§ **Exercise details**: Copy every line of the records below that contains the word "segment", keeping them in their original order.

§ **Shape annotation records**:
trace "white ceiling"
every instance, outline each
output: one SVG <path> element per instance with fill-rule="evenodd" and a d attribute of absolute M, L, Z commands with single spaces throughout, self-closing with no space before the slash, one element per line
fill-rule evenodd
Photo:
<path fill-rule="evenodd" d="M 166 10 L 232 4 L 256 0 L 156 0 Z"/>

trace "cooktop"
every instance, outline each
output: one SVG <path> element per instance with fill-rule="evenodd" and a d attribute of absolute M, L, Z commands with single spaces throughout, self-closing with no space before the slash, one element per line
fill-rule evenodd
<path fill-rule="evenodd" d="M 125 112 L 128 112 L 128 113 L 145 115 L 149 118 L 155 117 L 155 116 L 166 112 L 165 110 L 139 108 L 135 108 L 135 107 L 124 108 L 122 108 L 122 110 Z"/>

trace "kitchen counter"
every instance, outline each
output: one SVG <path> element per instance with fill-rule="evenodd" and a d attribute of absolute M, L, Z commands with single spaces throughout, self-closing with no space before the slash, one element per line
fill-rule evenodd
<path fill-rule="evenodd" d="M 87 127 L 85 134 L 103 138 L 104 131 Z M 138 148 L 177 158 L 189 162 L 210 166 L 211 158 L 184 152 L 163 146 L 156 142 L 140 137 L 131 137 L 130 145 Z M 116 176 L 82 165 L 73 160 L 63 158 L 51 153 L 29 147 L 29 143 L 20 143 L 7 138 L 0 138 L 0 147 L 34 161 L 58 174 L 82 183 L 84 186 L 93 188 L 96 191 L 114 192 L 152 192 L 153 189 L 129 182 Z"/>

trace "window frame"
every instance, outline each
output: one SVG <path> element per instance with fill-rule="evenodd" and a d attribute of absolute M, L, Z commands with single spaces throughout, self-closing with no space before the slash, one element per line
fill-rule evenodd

---

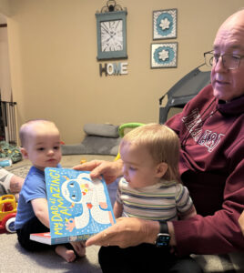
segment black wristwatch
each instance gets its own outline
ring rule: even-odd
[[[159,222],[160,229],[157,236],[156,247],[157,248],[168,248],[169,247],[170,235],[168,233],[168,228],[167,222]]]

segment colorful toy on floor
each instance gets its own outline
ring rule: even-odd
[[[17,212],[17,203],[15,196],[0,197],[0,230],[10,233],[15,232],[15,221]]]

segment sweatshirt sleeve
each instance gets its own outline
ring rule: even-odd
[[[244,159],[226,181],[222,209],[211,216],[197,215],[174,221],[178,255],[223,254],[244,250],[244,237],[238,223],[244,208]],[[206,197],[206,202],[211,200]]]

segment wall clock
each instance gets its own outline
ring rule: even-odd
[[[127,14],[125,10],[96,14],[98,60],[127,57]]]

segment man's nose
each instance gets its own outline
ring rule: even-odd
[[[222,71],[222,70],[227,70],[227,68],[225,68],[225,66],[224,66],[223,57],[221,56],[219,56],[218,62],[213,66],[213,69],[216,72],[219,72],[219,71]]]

§ **Response below**:
segment black wristwatch
segment colorful toy on floor
segment sweatshirt sleeve
segment wall clock
segment man's nose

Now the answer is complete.